## Dataset extract
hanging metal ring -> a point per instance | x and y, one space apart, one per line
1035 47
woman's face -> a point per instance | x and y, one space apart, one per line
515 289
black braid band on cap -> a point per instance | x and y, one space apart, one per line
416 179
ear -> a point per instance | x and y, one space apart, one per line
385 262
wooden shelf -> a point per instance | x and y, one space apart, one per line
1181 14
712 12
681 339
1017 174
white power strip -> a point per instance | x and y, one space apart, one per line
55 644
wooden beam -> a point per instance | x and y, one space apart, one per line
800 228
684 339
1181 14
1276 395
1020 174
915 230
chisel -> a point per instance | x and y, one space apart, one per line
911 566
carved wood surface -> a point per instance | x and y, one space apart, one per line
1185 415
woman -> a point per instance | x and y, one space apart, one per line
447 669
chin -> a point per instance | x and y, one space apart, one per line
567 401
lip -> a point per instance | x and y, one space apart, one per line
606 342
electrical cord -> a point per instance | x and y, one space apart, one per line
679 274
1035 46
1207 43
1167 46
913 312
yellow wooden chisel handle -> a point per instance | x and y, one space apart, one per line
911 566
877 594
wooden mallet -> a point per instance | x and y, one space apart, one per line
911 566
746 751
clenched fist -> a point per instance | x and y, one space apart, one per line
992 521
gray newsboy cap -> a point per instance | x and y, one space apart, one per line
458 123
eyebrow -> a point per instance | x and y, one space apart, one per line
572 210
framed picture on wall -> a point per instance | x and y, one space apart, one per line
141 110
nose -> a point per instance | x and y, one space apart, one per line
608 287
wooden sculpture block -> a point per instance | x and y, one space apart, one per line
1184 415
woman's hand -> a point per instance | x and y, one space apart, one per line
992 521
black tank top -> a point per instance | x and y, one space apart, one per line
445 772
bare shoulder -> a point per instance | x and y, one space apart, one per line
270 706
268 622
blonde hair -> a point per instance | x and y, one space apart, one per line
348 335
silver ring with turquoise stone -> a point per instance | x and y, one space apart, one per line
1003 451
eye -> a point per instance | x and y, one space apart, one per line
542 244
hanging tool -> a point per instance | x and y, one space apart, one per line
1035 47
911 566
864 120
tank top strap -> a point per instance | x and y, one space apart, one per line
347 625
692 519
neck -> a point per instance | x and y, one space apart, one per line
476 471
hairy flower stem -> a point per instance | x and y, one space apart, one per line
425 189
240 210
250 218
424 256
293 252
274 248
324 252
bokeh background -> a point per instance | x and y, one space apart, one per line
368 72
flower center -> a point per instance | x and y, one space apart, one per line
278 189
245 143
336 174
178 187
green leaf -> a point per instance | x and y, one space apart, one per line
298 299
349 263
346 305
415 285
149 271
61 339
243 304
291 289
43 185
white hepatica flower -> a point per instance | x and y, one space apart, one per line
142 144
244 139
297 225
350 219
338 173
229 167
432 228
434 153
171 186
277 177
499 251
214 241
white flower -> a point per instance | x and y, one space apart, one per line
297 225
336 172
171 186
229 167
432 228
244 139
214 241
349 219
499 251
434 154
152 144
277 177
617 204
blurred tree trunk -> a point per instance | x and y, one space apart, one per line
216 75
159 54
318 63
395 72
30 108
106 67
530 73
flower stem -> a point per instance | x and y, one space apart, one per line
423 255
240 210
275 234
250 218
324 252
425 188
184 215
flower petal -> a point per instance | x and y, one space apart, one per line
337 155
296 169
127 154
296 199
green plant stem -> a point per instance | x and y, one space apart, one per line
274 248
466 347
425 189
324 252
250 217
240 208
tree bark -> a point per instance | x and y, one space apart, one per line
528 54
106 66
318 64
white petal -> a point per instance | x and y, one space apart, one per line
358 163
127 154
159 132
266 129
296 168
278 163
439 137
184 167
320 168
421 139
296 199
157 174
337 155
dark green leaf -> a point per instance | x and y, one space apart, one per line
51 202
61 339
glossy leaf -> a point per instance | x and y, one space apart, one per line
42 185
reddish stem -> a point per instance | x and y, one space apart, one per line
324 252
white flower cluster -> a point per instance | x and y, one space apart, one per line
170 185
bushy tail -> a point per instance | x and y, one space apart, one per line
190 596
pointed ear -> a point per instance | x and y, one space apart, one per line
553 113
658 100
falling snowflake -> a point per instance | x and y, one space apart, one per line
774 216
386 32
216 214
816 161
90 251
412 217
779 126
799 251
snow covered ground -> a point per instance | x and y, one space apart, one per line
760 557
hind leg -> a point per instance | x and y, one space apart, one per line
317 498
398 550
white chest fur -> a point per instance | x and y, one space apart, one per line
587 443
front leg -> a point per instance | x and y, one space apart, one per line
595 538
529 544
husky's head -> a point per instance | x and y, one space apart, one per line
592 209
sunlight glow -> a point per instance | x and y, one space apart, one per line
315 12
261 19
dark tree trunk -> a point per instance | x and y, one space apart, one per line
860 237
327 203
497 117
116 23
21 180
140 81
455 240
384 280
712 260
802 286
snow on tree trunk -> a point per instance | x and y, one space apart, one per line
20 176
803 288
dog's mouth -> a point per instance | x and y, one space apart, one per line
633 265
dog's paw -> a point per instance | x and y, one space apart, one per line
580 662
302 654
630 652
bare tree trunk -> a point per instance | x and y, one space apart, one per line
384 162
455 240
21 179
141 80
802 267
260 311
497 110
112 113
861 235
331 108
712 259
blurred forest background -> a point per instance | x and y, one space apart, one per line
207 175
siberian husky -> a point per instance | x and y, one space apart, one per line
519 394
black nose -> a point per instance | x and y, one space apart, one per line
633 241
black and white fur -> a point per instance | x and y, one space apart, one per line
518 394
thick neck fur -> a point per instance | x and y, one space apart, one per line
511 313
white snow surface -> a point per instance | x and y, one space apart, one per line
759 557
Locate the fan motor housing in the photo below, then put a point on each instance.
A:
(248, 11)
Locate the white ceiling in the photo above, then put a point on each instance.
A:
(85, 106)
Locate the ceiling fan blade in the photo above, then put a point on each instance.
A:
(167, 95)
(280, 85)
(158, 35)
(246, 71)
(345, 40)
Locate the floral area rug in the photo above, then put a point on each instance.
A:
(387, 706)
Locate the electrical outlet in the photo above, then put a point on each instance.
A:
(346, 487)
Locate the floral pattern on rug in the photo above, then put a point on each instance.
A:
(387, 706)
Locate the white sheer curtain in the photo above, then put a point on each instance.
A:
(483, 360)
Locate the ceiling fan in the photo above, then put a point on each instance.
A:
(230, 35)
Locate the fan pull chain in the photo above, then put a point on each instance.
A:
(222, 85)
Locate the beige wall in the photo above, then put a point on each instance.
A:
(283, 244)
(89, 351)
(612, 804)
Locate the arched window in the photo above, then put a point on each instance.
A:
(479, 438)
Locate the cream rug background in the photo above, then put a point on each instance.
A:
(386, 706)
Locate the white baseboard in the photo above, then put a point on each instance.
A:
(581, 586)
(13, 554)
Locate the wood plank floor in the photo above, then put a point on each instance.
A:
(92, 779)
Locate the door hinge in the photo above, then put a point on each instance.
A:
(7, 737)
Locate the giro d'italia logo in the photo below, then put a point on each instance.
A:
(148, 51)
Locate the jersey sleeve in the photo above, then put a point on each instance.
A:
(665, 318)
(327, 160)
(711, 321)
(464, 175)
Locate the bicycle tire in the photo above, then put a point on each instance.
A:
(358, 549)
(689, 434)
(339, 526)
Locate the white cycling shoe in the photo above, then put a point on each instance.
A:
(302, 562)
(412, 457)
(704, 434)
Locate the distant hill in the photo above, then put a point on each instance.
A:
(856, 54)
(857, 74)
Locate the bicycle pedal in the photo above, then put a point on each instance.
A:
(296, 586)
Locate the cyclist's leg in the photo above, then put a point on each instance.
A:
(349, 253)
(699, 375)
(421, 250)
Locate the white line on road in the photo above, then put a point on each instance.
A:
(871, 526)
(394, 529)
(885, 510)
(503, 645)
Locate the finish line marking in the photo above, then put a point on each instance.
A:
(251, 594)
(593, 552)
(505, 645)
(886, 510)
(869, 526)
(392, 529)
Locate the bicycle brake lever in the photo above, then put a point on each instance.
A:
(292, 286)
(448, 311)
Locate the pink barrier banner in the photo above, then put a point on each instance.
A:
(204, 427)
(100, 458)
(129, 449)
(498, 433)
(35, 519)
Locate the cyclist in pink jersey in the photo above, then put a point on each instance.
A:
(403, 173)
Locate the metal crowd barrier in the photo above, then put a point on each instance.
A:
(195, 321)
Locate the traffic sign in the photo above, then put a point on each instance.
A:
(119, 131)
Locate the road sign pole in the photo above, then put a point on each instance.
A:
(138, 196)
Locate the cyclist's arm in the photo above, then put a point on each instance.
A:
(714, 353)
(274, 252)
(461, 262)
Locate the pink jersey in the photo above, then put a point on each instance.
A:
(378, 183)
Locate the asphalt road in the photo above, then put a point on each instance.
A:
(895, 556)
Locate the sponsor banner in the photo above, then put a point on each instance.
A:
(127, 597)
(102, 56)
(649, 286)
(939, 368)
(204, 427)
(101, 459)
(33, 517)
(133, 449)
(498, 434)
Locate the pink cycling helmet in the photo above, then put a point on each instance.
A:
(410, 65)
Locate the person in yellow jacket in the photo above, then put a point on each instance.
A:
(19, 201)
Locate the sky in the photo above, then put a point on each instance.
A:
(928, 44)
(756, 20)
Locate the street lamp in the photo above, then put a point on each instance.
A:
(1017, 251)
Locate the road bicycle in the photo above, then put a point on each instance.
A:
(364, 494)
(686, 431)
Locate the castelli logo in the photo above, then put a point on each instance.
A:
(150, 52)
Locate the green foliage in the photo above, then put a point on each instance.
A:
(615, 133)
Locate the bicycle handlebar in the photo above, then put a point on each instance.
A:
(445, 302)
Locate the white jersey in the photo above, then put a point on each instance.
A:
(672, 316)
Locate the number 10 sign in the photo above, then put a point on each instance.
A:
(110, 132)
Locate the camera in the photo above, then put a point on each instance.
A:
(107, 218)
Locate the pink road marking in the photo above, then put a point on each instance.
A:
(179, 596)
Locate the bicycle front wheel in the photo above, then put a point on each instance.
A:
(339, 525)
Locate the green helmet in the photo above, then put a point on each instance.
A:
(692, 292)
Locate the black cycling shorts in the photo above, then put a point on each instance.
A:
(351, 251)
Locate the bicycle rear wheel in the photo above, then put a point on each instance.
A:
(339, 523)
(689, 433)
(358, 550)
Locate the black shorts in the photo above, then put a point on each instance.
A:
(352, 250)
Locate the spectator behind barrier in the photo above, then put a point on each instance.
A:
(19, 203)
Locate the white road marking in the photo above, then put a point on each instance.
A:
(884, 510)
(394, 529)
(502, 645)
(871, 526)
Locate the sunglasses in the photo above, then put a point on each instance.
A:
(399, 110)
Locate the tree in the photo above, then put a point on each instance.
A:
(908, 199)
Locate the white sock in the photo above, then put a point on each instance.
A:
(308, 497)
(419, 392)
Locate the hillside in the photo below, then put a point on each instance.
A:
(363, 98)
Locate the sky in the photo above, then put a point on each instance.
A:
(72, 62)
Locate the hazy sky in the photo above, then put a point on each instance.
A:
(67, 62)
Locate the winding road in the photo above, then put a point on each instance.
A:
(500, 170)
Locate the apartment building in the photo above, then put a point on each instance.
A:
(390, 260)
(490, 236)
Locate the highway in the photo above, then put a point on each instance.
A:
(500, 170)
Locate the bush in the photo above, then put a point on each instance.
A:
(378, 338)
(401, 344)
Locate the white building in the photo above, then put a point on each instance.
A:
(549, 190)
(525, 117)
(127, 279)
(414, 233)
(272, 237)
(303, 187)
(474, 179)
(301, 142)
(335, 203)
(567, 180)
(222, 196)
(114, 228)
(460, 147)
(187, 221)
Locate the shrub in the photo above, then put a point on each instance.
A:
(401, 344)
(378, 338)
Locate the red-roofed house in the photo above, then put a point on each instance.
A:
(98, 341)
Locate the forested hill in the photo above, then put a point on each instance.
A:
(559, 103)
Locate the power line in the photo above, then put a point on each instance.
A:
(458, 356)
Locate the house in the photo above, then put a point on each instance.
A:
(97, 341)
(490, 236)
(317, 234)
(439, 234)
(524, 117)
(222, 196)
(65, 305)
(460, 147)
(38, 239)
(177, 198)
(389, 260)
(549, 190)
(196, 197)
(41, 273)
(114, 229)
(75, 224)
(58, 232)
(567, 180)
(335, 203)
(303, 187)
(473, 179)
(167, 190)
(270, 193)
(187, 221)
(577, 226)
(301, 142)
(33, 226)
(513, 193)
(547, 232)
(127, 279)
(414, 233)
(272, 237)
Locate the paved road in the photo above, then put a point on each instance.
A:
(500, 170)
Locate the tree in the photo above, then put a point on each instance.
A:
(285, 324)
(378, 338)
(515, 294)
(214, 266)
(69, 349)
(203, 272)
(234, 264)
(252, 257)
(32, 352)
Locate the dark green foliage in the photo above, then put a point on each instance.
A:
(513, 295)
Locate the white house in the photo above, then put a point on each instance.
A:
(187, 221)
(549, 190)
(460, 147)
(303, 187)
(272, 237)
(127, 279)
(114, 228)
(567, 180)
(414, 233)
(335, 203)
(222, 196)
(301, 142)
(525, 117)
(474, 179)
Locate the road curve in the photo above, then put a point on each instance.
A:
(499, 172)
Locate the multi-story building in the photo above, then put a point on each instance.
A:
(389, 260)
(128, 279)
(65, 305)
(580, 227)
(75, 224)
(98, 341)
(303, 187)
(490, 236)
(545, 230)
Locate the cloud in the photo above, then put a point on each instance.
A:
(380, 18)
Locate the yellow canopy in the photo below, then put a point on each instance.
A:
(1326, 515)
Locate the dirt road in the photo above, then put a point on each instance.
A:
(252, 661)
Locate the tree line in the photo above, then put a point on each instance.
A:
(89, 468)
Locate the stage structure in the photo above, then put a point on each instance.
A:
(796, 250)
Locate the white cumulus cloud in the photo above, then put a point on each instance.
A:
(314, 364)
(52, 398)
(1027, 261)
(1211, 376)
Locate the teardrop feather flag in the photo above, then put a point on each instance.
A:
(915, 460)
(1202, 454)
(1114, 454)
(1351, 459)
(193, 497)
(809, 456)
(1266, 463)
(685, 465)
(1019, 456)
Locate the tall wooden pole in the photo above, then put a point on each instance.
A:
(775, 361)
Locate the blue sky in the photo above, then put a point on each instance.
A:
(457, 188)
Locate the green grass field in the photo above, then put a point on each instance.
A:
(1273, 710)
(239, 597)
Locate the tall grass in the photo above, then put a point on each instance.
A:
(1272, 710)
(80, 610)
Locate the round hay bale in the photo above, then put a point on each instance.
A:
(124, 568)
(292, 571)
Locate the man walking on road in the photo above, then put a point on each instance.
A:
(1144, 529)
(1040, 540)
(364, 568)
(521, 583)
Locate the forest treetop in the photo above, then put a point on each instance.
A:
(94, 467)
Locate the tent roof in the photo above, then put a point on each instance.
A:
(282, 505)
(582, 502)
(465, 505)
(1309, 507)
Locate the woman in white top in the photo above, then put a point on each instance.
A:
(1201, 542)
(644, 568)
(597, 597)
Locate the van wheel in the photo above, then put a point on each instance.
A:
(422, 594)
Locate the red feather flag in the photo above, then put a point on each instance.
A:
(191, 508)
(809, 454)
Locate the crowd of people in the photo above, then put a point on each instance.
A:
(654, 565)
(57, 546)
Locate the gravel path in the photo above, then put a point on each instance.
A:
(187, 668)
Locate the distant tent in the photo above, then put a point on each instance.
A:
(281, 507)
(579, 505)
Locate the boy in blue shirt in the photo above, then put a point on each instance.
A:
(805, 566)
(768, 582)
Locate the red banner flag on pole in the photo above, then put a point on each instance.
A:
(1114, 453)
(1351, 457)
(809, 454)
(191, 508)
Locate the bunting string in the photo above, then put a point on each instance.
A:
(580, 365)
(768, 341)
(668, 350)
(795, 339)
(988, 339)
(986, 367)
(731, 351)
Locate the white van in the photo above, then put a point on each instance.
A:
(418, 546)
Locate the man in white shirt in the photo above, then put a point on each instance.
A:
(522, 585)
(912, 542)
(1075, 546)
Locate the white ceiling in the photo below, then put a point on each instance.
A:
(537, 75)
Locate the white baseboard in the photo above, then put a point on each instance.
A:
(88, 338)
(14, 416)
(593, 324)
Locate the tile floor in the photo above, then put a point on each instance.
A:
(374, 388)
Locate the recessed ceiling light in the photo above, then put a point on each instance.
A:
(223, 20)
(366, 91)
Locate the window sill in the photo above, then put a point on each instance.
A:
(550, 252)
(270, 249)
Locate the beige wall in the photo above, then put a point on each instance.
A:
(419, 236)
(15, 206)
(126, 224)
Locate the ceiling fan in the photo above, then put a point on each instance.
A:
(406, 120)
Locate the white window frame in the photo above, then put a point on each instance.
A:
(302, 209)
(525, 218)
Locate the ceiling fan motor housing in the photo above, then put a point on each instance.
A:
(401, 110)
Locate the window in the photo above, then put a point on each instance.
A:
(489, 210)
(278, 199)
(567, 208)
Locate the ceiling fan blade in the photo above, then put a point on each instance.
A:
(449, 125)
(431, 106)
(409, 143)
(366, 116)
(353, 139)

## The request
Take the line that contains "Locate the white window" and each line after it down to the last of the records, and retype them exactly; add nothing else.

## The completed task
Locate the white window frame in the photo above, then put a point on each instance.
A:
(302, 209)
(525, 218)
Locate the ceiling fan motor housing in the photo above, then put a point on each instance.
A:
(401, 110)
Locate the window in the photo above, then put a point on each instance.
A:
(489, 210)
(278, 199)
(567, 208)
Locate the ceiling fan blade in the photo above, then put a point on each instance.
A:
(449, 125)
(431, 106)
(409, 143)
(366, 116)
(353, 139)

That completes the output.